思春期診療
思春期診療
当院では、思春期早発症と思春期遅発症に対する診療を行っています。二次性徴がいつ発現するかには個人差がありますが、目安としては男児で11歳~12歳、女児で9歳~10歳です。ここから大きくズレる場合には何かしらの疾患がみつかる場合があったり、病気でなかったとしても精神的な影響を及ぼす可能性がありますので、適切な対応が大事であり、治療が必要となる場合もあります。
思春期早発症は、通常より早く思春期の身体的な変化が始まる状態を指します。症状としては、女性では乳房の発育や月経の開始、男性では陰茎や精巣の大きさの変化や声変わりなどが早まることが挙げられます。下記のような、定義があります。
参考:
日本小児内分泌学会ホームページ
女児の場合、身体的特徴の変化がより分かりやすいことから、周囲との身体的ギャップに苦しんだり、小学校低学年での月経開始だと日常生活の困難さもでてきてしまうので、治療が必要となる場合があります。またあまりにも低年齢での思春期発来は低身長のリスクとなる場合もあります。

**データ抜粋**
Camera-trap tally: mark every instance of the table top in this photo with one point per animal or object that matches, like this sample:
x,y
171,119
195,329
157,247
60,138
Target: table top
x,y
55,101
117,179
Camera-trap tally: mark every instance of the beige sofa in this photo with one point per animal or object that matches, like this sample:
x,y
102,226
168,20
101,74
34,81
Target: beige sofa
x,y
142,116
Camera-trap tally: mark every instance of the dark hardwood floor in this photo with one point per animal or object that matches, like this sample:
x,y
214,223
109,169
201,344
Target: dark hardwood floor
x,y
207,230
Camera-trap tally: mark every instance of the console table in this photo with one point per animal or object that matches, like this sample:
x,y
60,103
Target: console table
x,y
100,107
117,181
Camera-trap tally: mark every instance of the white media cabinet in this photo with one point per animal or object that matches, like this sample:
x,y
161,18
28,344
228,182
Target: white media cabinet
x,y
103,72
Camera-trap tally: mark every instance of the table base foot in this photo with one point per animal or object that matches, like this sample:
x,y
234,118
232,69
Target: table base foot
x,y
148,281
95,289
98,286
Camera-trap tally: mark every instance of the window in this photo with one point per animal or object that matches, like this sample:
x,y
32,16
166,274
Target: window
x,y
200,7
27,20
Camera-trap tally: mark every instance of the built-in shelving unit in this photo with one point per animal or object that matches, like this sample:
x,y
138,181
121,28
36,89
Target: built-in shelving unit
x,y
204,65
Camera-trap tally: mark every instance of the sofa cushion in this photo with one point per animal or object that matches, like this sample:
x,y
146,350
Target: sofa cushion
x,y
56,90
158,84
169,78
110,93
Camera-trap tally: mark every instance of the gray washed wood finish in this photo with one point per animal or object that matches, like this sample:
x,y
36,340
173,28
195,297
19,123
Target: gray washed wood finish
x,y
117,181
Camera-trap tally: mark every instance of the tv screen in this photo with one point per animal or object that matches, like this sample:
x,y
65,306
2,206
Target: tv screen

**取り組む作業**
[1] 思春期診療の本文の「思春期早発症は、通常より早く」から「リスクとなる場合もあります。」まで（両端を含む）を、「声変わり」を「変声」に替えて書き直すこと。
[2] 思春期診療の本文の最後の文に続けて、その先を書き進めること。
このデータは思春期診療の本文とは無関係である。

**各作業の結果**
[1]
思春期早発症は、通常より早く思春期の身体的な変化が始まる状態を指します。症状としては、女性では乳房の発育や月経の開始、男性では陰茎や精巣の大きさの変化や変声などが早まることが挙げられます。下記のような、定義があります。
参考:
日本小児内分泌学会ホームページ
女児の場合、身体的特徴の変化がより分かりやすいことから、周囲との身体的ギャップに苦しんだり、小学校低学年での月経開始だと日常生活の困難さもでてきてしまうので、治療が必要となる場合があります。またあまりにも低年齢での思春期発来は低身長のリスクとなる場合もあります。

[2]
思春期遅発症は、他の同年代の子供たちよりも遅く思春期の身体的な変化が始まる状態を指します。何かしらの病気がかくれている可能性もありますが、体質的に遅いだけということもあります。男児では14歳頃、女児では13歳頃までに二次性徴がみられないことが思春期遅発症と考えます。
思春期の状態を評価し、治療方針を決定するために以下の検査を行います。
お子さんの思春期の経過、既往歴、家族歴、食歴、生活習慣などを聞き取ります。使用している薬剤やサプリメントが影響している場合もあります。診察では乳房や精巣など思春期の身体的な変化がどれぐらいあるのかを確認します。
血液検査を通じて、ホルモンのバランスを確認します。ホルモンのバランスが不適切であれば、病気である可能性もあるので、検査を追加したり、大きな施設へ紹介させていただいたりします。また女児で思春期が遅い場合は、ターナー症候群の可能性もありますので、染色体検査を施行する場合もあります。
手のレントゲンを用いて骨の成熟度を確認し、思春期の進行度合いを評価します。また、頭部のMRIでホルモンを出す下垂体という場所に異常がないか、脳腫瘍の一部が思春期に関係するのでそれらがないかを確認します。腹部エコーでは、卵巣や子宮の状態をチェックします。当院では画像検査は行えませんので、必要に応じて他の医療機関に依頼させていただきます。
問診・検査の結果から、特に問題ないと判断できたら、思春期の状況をしばらく見守っていきます。治療が必要な場合は個々に施行します。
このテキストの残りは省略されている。